What is the vertical separation minimum below 30,000 ft?
a. 500 ft.
b. 1,000 ft.
c. 2,000 ft.
d. It depends whether or not RVSM is applied.

The correct answer is; b. 1,000 ft, and the reference states:

The vertical separation minimum (VSM) is:
• Within designated airspace (subject to RAN agreement (RVSM)), a nominal 300m (1,000 ft) below FL 410 or a higher level where so prescribed for use under specified conditions, and a nominal 600m (2,000 ft) at or above this level and; and
• Within all other airspace: a nominal 300m (1,000 ft) below FL 290 and a nominal 600m (2,000 ft) at or above this level.

This however doesn’t appear to coincide with the flight levels stated in the ICAO tables (the semi circular rule), in which case you can have an east bound VFR flight on FL 35, a west bound VFR flight on FL 45 and a west bound IFR flight on FL 40, giving a vertical separation of 500 ft.

Am I missing something here?

Anders,

what you are missing is that VFR flights are only seperated in airspace classes A through C (cf. ICAO Annex 10, Appendix 4). Apart from this, you will seldomly find IFR traffic at FL 40 in uncontrolled airspace. Firstly, FL 40 would only exist in a hypothetical country having a transition altitude which is low enough, and secondly such a low flight level would mostly be in uncontrolled airspace.

Edit: Sorry, the part after 'secondly' is rubbish. Forget it, please.

Ok, so basically it’s not considered “separation” outside of controlled airspace?

Those flight levels were just examples, the principle would still stand, I think, if flight levels 135, 145 and 140 were used instead.

Thanks for prompt response.

Hey guys, I have a question for you.

--------

» Required tasks
A) From the forum thread on vertical separation, what is the passage starting at "b. 1,000 ft." and ending at "separation of 500 ft."? Output it word for word.
B) Which lines of the records contain the string "model"? List every such line unchanged, treating uppercase and lowercase as different.

» Input data

--------

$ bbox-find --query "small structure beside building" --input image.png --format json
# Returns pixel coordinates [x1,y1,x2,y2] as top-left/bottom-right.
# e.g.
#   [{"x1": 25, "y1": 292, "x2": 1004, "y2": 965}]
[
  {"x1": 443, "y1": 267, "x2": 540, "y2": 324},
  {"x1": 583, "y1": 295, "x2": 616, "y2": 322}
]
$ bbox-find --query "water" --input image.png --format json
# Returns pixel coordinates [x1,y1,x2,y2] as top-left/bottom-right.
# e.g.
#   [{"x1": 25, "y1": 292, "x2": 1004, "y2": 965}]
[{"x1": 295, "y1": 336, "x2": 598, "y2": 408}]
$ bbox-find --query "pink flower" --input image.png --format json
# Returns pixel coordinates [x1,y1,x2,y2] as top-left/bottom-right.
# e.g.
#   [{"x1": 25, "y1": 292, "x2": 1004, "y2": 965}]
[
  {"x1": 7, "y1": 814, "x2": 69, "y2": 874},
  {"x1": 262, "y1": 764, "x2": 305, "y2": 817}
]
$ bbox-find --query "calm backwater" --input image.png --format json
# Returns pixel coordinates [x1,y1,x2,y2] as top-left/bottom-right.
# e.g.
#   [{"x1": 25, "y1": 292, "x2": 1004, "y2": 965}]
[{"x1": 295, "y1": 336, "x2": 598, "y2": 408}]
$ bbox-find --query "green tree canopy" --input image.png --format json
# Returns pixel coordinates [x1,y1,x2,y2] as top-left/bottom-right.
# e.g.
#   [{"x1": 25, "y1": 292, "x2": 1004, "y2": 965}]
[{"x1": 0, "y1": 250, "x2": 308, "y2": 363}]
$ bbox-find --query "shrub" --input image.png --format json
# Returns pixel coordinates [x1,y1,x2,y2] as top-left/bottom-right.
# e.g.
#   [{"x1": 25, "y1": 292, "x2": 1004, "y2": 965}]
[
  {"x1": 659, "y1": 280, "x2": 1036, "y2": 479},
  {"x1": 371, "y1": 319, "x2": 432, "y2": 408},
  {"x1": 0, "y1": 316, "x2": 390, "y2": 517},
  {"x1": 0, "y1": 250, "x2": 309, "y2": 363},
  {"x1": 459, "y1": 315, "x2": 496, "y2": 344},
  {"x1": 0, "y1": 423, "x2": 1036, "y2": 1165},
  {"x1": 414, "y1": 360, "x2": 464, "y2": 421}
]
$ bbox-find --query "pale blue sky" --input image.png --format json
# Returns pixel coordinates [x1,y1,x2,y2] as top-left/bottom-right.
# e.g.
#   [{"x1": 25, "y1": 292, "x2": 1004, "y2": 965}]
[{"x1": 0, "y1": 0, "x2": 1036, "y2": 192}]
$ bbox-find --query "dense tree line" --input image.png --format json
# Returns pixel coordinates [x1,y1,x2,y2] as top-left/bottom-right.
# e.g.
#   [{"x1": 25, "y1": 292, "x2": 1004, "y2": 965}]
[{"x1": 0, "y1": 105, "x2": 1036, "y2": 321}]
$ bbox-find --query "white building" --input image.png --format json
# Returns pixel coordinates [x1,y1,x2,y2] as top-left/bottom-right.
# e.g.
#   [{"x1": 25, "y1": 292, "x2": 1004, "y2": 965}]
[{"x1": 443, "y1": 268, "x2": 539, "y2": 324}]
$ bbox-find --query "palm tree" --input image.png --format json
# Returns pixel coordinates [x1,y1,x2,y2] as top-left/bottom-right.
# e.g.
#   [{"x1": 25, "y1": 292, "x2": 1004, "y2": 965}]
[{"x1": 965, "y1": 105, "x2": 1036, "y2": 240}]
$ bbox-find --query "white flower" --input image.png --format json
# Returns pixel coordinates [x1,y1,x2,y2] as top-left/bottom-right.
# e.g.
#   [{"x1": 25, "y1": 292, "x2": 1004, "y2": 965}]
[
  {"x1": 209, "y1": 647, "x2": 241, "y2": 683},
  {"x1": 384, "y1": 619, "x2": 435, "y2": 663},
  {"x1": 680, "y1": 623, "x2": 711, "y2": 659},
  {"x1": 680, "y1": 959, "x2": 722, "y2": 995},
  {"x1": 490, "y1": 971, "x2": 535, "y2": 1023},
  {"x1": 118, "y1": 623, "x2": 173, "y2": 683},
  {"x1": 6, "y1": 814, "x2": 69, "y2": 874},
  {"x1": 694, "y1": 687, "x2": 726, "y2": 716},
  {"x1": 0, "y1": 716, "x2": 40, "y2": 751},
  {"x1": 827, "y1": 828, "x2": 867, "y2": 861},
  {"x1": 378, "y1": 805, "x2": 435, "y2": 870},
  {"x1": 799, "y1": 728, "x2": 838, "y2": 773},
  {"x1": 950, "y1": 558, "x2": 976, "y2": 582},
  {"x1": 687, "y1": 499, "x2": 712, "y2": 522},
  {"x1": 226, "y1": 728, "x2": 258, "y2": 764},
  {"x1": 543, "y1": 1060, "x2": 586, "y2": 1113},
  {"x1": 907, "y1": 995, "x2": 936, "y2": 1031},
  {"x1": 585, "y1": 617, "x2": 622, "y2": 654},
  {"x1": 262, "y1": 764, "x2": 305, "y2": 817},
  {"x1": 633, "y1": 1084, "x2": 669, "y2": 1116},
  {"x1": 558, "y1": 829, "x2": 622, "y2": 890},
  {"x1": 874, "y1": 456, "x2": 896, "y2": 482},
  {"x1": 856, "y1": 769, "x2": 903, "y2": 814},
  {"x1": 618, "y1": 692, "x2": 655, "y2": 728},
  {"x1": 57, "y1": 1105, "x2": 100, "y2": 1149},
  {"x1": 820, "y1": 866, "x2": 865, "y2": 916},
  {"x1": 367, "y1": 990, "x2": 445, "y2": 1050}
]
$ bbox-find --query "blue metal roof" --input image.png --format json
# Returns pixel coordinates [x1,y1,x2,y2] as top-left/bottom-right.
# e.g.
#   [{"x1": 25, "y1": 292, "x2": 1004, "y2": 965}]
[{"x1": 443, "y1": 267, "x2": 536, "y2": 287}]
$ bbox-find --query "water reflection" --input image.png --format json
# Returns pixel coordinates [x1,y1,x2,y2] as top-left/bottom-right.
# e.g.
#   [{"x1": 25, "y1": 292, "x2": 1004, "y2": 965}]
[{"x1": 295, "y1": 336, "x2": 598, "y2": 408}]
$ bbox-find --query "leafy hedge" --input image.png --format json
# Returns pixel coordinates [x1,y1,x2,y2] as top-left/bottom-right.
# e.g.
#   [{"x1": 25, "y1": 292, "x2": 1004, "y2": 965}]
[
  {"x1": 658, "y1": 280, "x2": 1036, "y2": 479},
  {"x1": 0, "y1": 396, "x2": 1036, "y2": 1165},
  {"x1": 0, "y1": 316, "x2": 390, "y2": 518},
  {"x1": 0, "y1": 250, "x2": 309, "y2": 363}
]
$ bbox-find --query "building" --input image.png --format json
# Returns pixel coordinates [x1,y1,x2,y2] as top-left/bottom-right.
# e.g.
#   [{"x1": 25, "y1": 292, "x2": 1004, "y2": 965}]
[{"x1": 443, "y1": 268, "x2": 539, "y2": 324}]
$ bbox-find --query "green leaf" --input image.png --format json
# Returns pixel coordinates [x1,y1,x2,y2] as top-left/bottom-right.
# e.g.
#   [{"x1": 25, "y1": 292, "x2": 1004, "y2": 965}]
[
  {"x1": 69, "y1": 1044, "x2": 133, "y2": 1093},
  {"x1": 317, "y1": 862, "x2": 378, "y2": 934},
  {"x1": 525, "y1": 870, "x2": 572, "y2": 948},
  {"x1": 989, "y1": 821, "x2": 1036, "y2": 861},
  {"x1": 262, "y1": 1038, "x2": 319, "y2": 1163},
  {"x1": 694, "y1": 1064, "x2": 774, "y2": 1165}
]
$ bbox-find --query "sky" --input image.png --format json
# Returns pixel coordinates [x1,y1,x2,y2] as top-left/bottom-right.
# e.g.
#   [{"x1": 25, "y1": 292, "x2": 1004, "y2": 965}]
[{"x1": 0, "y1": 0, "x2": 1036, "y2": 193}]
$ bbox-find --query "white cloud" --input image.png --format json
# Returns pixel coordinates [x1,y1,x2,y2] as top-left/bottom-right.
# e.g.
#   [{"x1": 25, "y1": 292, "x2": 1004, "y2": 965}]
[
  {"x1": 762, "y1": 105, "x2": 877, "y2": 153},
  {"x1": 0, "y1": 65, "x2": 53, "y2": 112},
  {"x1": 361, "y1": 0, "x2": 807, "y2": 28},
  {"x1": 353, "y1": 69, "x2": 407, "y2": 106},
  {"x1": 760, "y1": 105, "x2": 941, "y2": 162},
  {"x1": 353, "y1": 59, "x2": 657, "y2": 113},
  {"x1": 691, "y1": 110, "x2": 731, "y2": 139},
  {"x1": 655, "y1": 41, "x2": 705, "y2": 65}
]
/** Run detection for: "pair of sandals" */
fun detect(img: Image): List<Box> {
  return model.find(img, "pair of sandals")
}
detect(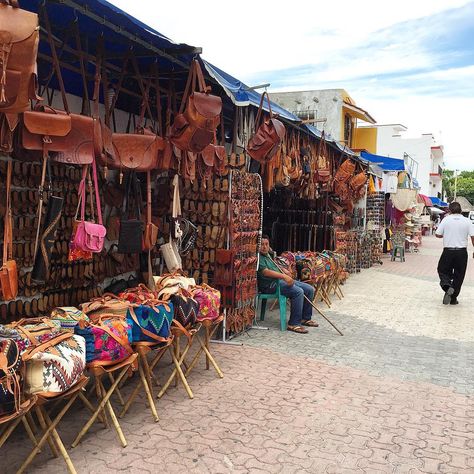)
[287,319,319,334]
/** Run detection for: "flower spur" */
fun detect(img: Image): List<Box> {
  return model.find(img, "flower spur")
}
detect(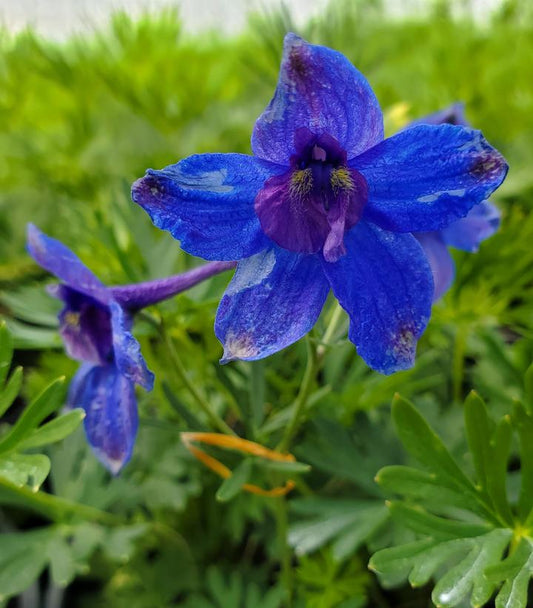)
[27,224,234,474]
[132,34,507,374]
[406,103,500,300]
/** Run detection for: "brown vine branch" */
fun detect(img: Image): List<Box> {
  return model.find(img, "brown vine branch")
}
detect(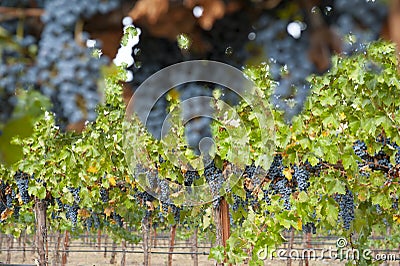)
[0,7,44,18]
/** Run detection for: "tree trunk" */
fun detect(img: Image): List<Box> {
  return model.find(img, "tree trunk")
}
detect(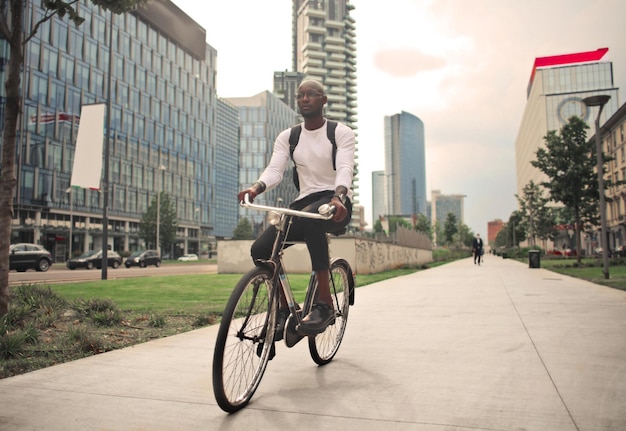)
[0,0,24,316]
[574,217,583,266]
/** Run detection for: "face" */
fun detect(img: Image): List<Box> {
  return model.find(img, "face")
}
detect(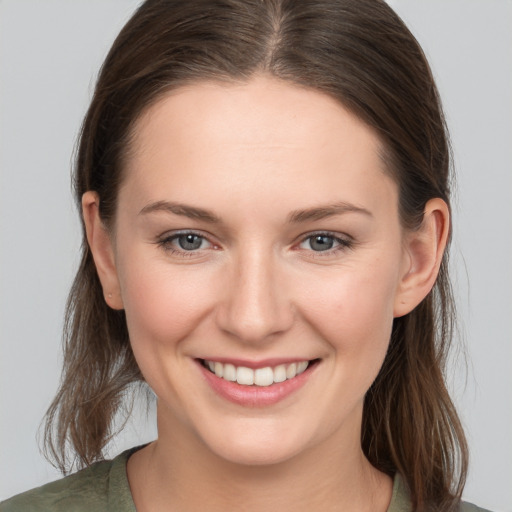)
[98,77,410,464]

--------

» Answers below
A)
b. 1,000 ft.
c. 2,000 ft.
d. It depends whether or not RVSM is applied.

The correct answer is; b. 1,000 ft, and the reference states:

The vertical separation minimum (VSM) is:
• Within designated airspace (subject to RAN agreement (RVSM)), a nominal 300m (1,000 ft) below FL 410 or a higher level where so prescribed for use under specified conditions, and a nominal 600m (2,000 ft) at or above this level and; and
• Within all other airspace: a nominal 300m (1,000 ft) below FL 290 and a nominal 600m (2,000 ft) at or above this level.

This however doesn’t appear to coincide with the flight levels stated in the ICAO tables (the semi circular rule), in which case you can have an east bound VFR flight on FL 35, a west bound VFR flight on FL 45 and a west bound IFR flight on FL 40, giving a vertical separation of 500 ft.

B)
  return model.find(img, "pair of sandals")
  return model.find(img, "flower spur")
  return model.find(img, "brown vine branch")
  return model.find(img, "tree trunk")
  return model.find(img, "face")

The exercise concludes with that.